The car business is precarious and always has been, the pundits say, because of the huge investments needed, the low returns on offer and the sheer size of the pitfalls.
All of which makes you wonder what motivates those who rise to the top.
As well as coming up with inspired and profitable ideas, those who lead have to be expert at motivating people, at anticipating customers’ tastes in five years’ time, at meeting those desires affordably, at beating off competitors, at dealing with ever more rigorous car legislation and at coping all the while with the fact that the car business is more exposed to day-by-day scrutiny than practically any other.
Risks are great and failure is an ever present possibility, but despite these brain-sapping challenges there is a strain of people who not only rise to the top – in engineering, design, management and elsewhere – but who also show every sign of both loving the challenge and loving the cars they build. Such qualities make heroes, every year.
Here’s our choice of 2014’s high-achievers, and this is our chance to venerate them.

━━━━━━━━━━━━━━━━━━━━━━━━━━━━━━

*Stated problem 1*:
Return each line of the listing that contains the string "stuffing".
The car-industry passage and the listing that comes next are unrelated material.

*Data in this exercise*:

━━━━━━━━━━━━━━━━━━━━━━━━━━━━━━

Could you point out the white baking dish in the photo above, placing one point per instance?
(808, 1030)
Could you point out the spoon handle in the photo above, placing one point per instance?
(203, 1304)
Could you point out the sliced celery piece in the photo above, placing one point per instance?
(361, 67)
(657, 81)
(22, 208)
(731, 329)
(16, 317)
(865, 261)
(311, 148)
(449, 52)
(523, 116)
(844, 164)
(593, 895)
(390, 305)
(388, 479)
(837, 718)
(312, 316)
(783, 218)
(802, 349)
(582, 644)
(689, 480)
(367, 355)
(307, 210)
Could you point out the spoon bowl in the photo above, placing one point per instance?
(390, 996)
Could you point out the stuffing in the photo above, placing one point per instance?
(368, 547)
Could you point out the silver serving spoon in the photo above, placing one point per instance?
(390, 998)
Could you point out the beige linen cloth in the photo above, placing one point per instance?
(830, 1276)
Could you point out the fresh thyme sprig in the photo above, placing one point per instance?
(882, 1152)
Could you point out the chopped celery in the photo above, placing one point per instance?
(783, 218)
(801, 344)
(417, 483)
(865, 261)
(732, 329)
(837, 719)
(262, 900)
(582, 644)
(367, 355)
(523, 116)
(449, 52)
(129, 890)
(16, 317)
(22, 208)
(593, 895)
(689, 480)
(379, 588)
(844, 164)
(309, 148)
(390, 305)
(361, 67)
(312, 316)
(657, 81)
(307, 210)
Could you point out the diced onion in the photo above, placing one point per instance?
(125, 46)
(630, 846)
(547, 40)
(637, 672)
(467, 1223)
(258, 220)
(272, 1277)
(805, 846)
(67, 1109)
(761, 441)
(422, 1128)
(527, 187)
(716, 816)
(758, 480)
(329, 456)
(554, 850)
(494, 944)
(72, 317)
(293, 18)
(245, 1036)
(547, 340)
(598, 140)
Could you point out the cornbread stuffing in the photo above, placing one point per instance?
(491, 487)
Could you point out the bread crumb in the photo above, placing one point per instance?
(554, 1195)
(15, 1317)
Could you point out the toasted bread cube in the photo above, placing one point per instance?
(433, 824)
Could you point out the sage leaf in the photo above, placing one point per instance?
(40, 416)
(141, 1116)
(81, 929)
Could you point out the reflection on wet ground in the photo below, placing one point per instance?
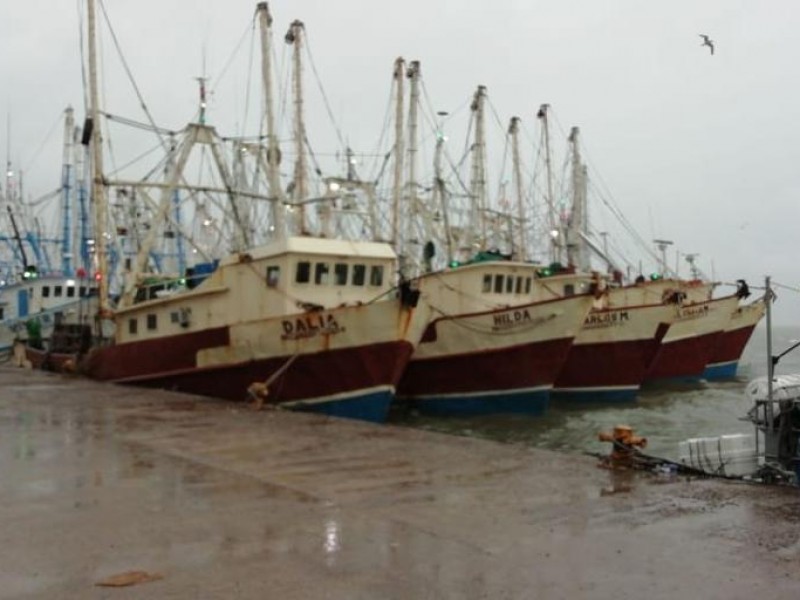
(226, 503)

━━━━━━━━━━━━━━━━━━━━━━━━━━━━━━

*Stated problem 2*:
Go on with the car-industry passage, picking up right after its last sentence.

*Task result 1*:
Could you point out the stuffing in the photo above, placing one point per instance?
Could you point out the cornbread stuffing in the photo above, placing one point per instance?

*Task result 2*:
1 – Ralf Speth, Jaguar Land Rover
Britain’s prestige car maker, led by the indefatigable Ralf Speth, has had another extraordinarily successful year selling Land Rovers and is just starting to make proper money from the more formerly obstinate Jaguar brand, helped by the impressive success of the Jaguar F-Type sports car.
The new XE, Jaguar’s BMW 3-series chaser, promises far greater financial rewards if it is successful, and there is much more to come.
However, there’s a lot more to Speth’s and JLR’s 2014 achievements than mere money. The company has opened an engine plant in Wolverhampton to build the new strain of high-tech powerplants Jaguar and Land Rover need for the future. Speth is advancing a long-term deal to become a favoured customer of Saudi-smelted aluminium (needed for his cars’ advanced chassis) in exchange for a transfer of technology.
For the umpteenth year, JLR is Britain’s biggest spender on R&D and one of its most important recruiters of graduate talent. It is well advanced at shaping a partnership of huge potential – along with mammoth manufacturing facilities – in China.
It is deepening its co-operation with Tata Motors in India and has plans for a Brazilian manufacturing base. It is working fearlessly on replacing the Land Rover Defender, to which Land Rover’s history is forever attached, with a brand new model.
Above all, it has stopped being a mere flea bite on the backside of the ‘serious’ premium manufacturers – Audi, BMW and Mercedes-Benz – and turned into a serious rival, with engineering advances and designs even habitual BMW buyers can envy.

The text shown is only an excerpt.